======== Input material
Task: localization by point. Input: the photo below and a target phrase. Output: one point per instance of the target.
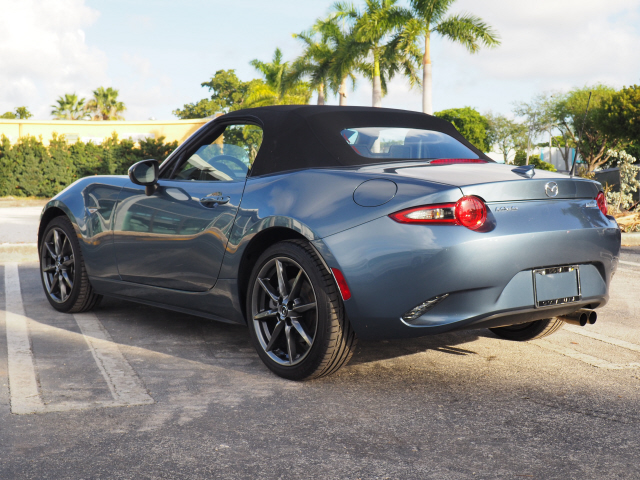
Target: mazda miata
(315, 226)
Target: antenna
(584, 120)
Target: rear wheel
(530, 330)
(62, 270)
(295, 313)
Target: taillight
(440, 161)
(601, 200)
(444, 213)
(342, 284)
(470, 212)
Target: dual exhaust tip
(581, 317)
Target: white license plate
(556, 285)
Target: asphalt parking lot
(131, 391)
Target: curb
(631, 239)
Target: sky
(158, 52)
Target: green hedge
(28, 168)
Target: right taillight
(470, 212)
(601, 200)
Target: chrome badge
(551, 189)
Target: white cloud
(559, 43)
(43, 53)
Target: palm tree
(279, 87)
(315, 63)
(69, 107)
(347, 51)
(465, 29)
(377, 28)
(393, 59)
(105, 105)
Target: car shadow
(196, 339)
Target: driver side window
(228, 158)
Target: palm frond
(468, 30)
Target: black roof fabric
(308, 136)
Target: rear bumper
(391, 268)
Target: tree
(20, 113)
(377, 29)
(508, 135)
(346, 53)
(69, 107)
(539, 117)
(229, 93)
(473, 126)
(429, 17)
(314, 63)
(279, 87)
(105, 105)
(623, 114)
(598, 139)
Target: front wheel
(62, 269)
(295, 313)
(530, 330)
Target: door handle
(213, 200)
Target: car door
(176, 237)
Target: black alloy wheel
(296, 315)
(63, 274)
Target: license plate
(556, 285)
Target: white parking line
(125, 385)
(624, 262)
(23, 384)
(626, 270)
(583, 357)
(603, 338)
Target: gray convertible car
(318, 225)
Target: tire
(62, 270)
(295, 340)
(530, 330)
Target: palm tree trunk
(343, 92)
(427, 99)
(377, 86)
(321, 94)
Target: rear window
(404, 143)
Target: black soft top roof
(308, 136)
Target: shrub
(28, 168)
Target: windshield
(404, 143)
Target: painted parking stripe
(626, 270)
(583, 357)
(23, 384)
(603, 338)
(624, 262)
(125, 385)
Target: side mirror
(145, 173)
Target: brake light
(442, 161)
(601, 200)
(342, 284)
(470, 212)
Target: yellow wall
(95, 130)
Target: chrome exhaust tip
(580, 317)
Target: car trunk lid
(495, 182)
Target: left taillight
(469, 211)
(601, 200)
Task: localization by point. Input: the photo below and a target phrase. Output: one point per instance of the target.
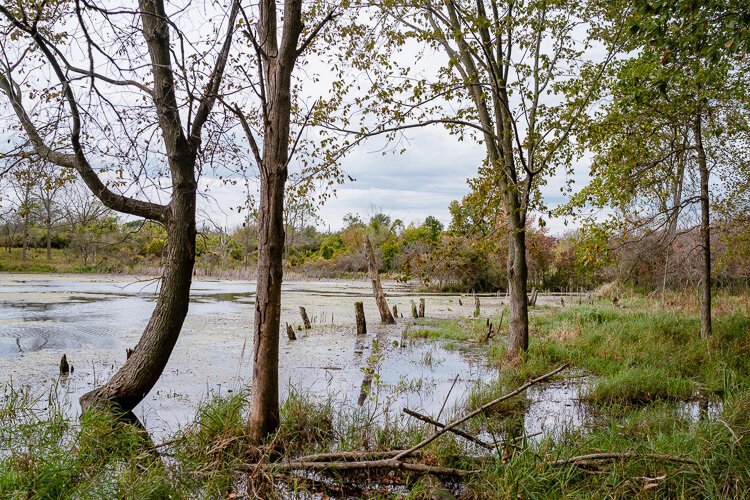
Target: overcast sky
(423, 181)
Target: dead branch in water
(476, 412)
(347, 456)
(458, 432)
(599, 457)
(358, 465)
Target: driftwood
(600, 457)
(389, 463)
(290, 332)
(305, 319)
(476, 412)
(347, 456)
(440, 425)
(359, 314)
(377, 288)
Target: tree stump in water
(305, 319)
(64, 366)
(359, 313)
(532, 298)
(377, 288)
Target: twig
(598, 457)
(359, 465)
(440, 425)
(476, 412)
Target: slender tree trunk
================
** Required task **
Copy out every line in the stretch from the line containing "Target: rear window" through the end of the entries, both included, and add 122 to each coordinate in the points. Leave the pictures out.

** Task response **
Target: rear window
(526, 265)
Target: black soft top roof
(430, 258)
Target: shrub
(150, 290)
Target: windshield
(526, 265)
Target: painted parking stripe
(748, 392)
(705, 479)
(145, 506)
(725, 460)
(746, 384)
(247, 507)
Target: side mirror
(267, 295)
Target: brake light
(564, 283)
(723, 322)
(464, 406)
(592, 334)
Target: yellow wall
(217, 252)
Target: chrome exhaust tip
(702, 439)
Target: car trunk lid
(617, 304)
Target: left taillight
(591, 333)
(723, 322)
Task: localization by point. Input: the photo below and a target phrase. Output: one point per instance of the target.
Target: overcast sky
(545, 303)
Target: dead branch in water
(598, 534)
(469, 578)
(580, 554)
(721, 579)
(480, 587)
Target: driftwood
(722, 579)
(511, 585)
(412, 454)
(427, 441)
(598, 534)
(469, 578)
(562, 547)
(481, 436)
(499, 410)
Target: tree stump in water
(427, 441)
(186, 488)
(481, 435)
(654, 420)
(499, 410)
Target: twig
(720, 579)
(481, 587)
(562, 547)
(598, 534)
Target: slender tree trunk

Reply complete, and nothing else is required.